Gather every line of the material below that contains the string "white", treating uppercase and lowercase letters as different.
═══ RECORDS FOR THIS EXERCISE
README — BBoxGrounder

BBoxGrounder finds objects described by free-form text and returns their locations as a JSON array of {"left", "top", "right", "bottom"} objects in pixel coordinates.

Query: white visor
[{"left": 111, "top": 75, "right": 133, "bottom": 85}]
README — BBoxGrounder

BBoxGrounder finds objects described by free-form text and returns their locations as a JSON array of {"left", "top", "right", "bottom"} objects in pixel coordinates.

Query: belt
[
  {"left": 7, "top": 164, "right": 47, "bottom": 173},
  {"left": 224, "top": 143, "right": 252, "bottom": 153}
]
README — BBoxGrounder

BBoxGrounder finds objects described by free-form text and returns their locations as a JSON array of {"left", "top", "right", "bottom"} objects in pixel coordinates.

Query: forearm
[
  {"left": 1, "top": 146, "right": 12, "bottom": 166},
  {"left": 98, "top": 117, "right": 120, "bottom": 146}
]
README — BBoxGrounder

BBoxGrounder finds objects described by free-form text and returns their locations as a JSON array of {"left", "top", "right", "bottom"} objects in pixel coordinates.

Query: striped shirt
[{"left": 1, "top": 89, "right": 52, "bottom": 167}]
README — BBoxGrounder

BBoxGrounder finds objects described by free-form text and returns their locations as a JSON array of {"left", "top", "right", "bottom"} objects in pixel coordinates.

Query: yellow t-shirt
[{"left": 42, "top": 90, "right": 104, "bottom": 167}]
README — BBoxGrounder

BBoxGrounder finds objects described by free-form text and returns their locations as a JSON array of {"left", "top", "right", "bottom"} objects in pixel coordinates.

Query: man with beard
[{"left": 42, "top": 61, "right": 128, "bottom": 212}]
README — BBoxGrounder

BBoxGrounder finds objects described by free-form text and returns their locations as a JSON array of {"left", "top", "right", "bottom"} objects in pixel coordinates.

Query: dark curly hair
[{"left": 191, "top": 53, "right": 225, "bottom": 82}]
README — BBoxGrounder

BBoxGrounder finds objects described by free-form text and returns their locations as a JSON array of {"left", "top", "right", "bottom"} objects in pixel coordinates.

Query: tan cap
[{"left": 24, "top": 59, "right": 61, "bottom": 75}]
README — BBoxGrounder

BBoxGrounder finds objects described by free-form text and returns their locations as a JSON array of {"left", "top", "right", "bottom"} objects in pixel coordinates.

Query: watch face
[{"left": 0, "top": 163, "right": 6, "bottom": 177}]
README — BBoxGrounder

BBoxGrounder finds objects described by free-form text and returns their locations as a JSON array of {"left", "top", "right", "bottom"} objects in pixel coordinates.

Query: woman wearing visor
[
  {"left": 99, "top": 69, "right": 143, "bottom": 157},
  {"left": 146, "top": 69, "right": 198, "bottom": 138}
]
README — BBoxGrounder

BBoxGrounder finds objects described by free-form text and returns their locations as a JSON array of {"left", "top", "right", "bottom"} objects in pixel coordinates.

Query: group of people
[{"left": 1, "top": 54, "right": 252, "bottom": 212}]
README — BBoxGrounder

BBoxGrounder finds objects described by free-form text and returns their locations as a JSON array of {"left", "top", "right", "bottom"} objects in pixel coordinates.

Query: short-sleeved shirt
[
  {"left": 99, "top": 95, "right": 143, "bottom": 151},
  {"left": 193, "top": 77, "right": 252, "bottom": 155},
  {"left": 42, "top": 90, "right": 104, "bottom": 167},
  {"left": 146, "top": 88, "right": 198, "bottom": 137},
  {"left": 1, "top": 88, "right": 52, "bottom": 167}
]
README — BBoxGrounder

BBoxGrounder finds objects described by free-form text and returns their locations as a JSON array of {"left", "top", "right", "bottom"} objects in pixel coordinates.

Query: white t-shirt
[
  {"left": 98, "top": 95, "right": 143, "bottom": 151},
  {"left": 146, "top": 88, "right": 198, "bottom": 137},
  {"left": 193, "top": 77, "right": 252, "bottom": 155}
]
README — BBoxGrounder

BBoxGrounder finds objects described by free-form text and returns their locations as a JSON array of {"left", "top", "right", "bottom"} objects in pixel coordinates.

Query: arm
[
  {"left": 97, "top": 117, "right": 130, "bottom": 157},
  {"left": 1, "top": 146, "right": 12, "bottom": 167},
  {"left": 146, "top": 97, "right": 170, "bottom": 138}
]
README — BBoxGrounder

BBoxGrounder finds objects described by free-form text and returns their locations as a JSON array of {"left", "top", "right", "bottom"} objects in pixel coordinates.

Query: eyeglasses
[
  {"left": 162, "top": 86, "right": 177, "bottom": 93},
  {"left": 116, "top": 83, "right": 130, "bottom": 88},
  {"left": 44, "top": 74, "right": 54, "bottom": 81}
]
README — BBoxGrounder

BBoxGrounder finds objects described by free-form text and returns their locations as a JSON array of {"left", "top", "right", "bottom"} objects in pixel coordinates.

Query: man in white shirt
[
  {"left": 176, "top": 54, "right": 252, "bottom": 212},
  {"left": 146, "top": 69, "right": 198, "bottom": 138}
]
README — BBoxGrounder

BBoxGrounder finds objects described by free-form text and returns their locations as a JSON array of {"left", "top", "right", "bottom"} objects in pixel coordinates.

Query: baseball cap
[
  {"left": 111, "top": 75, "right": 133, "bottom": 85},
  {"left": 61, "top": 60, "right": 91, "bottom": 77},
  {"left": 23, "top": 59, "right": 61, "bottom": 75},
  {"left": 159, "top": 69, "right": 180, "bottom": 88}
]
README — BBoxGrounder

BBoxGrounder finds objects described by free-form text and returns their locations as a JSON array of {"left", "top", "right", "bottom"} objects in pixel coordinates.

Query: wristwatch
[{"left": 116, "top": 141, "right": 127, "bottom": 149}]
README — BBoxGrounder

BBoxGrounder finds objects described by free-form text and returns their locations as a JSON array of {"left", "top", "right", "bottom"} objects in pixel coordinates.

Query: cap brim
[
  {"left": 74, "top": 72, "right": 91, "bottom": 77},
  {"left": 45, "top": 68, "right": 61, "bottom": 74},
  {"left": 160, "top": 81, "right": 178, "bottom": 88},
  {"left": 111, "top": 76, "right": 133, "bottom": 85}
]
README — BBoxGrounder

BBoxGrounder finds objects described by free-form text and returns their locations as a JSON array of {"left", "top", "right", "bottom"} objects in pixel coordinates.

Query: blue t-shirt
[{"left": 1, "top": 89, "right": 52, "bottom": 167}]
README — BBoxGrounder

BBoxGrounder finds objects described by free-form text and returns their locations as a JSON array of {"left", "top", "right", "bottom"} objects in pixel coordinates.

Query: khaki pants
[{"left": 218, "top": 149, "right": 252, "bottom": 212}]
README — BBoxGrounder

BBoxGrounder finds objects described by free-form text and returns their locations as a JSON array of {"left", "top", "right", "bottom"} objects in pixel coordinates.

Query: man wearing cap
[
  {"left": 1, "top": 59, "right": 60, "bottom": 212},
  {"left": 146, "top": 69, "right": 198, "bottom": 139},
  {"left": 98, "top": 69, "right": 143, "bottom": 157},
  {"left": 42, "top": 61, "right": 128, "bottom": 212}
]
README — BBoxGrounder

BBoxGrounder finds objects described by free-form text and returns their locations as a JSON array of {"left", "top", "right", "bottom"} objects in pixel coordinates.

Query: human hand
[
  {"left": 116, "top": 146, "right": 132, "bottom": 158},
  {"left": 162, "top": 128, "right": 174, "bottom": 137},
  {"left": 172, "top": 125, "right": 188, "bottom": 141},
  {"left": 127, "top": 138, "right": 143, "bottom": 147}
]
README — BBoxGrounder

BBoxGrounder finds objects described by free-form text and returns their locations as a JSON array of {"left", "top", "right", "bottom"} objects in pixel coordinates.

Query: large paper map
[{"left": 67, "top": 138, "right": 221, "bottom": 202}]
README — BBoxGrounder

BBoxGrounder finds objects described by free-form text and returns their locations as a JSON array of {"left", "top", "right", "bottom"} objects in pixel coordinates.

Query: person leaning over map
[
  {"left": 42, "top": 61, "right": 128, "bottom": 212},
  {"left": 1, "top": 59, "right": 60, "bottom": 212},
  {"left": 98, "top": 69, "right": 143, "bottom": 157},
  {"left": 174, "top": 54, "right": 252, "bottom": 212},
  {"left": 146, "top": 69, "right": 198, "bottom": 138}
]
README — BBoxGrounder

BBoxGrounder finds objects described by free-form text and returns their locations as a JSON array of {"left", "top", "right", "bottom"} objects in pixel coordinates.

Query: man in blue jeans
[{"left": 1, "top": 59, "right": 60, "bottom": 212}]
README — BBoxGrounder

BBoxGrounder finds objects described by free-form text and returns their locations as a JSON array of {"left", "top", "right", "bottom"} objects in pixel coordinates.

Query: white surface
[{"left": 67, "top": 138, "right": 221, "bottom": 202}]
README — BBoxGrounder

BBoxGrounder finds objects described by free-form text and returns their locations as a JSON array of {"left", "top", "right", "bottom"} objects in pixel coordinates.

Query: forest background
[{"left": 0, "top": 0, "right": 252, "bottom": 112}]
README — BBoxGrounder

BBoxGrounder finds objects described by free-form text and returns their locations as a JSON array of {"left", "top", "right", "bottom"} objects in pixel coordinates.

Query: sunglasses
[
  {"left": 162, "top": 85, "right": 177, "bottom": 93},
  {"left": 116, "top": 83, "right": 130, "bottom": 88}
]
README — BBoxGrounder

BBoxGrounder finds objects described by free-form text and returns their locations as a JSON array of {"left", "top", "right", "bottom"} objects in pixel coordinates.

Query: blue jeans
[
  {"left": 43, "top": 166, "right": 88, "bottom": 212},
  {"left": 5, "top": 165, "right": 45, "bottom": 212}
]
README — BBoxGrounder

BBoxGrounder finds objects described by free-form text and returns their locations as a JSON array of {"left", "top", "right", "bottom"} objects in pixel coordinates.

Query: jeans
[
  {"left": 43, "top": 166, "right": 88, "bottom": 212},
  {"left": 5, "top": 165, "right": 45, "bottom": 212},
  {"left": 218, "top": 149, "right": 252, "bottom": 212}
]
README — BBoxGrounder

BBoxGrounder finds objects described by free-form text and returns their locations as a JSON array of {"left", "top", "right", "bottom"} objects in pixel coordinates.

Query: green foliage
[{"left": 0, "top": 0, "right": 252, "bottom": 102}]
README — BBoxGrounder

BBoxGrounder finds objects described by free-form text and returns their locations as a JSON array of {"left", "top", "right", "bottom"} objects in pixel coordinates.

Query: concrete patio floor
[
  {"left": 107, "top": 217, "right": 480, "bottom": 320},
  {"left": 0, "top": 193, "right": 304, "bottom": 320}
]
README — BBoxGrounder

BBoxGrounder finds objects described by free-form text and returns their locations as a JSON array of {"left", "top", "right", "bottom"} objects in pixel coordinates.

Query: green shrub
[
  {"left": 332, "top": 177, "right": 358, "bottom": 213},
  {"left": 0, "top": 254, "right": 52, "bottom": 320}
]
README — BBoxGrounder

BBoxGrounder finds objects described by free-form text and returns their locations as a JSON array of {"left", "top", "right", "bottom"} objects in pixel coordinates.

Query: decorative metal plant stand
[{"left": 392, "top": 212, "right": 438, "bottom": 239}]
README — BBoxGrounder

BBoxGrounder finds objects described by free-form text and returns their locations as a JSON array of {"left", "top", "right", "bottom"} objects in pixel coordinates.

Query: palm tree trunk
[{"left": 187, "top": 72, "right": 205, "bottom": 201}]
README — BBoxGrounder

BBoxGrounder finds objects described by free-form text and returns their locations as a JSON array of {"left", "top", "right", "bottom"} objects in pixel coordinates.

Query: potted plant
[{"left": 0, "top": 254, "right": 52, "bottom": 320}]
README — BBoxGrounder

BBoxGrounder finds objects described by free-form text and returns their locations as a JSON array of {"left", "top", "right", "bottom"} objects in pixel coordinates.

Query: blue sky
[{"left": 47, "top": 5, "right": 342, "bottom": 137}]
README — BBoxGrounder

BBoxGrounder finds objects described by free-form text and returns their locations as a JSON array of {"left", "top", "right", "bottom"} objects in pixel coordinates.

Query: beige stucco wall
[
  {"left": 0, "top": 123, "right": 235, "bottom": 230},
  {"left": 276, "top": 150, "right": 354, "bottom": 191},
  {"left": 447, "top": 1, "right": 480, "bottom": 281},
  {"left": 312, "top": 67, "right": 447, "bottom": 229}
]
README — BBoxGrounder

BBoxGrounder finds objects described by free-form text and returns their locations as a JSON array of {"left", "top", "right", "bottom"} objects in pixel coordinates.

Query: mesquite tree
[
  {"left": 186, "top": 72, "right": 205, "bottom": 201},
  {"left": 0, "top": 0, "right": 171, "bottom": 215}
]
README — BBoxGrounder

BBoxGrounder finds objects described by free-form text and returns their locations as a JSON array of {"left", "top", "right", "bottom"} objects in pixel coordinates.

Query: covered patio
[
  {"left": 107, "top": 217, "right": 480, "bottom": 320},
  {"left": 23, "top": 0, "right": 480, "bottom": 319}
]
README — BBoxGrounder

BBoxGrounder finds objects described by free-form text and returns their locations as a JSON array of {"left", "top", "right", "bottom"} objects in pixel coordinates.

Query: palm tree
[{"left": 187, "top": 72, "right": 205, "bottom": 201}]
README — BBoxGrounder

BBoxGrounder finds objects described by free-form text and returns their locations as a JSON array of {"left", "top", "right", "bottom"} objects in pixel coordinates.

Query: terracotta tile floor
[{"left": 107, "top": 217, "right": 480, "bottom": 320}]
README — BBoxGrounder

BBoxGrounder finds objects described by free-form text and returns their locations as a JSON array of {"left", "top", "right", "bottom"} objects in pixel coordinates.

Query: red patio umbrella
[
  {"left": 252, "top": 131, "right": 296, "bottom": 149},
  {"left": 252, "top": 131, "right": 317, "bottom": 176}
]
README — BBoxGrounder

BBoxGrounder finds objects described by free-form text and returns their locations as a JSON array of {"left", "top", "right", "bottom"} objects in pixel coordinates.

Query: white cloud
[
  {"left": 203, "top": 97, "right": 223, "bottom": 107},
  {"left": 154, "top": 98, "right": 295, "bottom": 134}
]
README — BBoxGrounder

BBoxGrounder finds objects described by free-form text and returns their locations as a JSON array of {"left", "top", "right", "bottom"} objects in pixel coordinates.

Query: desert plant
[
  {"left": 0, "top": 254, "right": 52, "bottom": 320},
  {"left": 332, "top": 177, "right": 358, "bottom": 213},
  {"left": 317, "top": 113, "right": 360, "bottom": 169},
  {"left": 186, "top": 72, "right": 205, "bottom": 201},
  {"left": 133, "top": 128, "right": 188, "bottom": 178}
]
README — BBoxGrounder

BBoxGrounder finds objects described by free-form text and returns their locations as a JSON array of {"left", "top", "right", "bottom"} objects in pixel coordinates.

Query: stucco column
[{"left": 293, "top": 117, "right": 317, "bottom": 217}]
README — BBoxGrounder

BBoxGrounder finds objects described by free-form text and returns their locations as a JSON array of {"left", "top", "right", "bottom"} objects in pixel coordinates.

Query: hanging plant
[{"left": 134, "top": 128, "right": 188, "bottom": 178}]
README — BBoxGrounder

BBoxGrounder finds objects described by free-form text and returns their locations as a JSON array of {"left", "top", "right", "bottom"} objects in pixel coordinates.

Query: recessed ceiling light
══════
## CORRECT RESULT
Query: white visor
Query: white t-shirt
Query: man in white shirt
Query: white surface
Query: white cloud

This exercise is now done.